> [DOCUMENT SEGMENT]:
_ _ _ _
THE VERY BEST CARROT CAKE

THE VERY BEST CARROT CAKE

For real.  I did not invent this recipe, let me be the first to say this - I would probably be a millionaire if I had.  I can however; make it like a pro!  It's the kind of dessert that you can't wait for everyone to go home so you can be left alone with it!  It's ridiculously moist (so sorry for that word but Lord knows nothing describes it better) and it really is like eating something straight out of a famous bakery!  The crushed pineapple is what really makes it I think so DO NOT omit this ingredient!  You can choose to add chopped walnuts to the icing or leave them out, your call!

 

There are 3 parts to making this cake - Cake, Buttermilk Glaze and Cream Cheese Frosting

INGREDIENTS FOR CAKE:

2 Cups Flour

2 Tsp Baking Soda

1/2 Tsp Salt

2 Tsp Cinnamon

3 Large Eggs

2 Cups Sugar

3/4 Cups Vegetable Oil

3/4 Cup Buttermilk

2 Tsp Vanilla extract

2 Cups Grated Carrot

1 (8 ounce) Can of Crushed Pineapple, drained

1 (3 & 1/2 ounce) can Flaked Coconut

1 Cup Chopped Pecans or Walnuts (optional)
_ _ _ _
> [DATA]:
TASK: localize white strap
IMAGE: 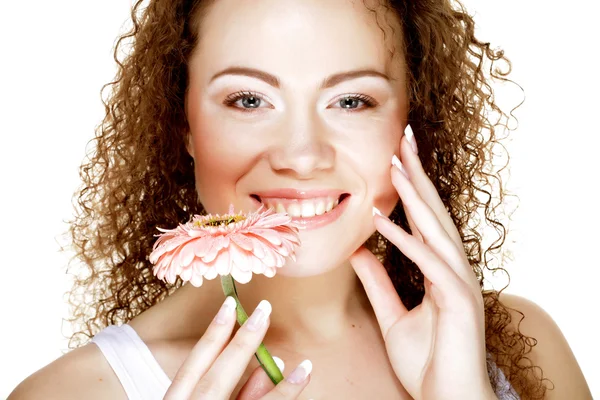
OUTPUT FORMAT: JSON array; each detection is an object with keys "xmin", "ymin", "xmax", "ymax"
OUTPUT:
_ _ _ _
> [WORK TO COMPLETE]:
A. For each statement about the carrot cake recipe, answer yes or no, and quote the words of the recipe that decide it: (i) the cake is made in three parts, including a buttermilk glaze; (ii) the crushed pineapple may be left out; (iii) the cake calls for three cups of flour.
B. Repeat the carrot cake recipe word for word, from "2 Tsp Vanilla" to "or Walnuts (optional)".
The listing stands apart from the carrot cake recipe and is separate material.

> [ANSWERS FOR THIS EXERCISE]:
A.
(i) Yes: "There are 3 parts to making this cake - Cake, Buttermilk Glaze and Cream Cheese Frosting"
(ii) No: "DO NOT omit this ingredient!"
(iii) No: "2 Cups Flour"

B.
2 Tsp Vanilla extract

2 Cups Grated Carrot

1 (8 ounce) Can of Crushed Pineapple, drained

1 (3 & 1/2 ounce) can Flaked Coconut

1 Cup Chopped Pecans or Walnuts (optional)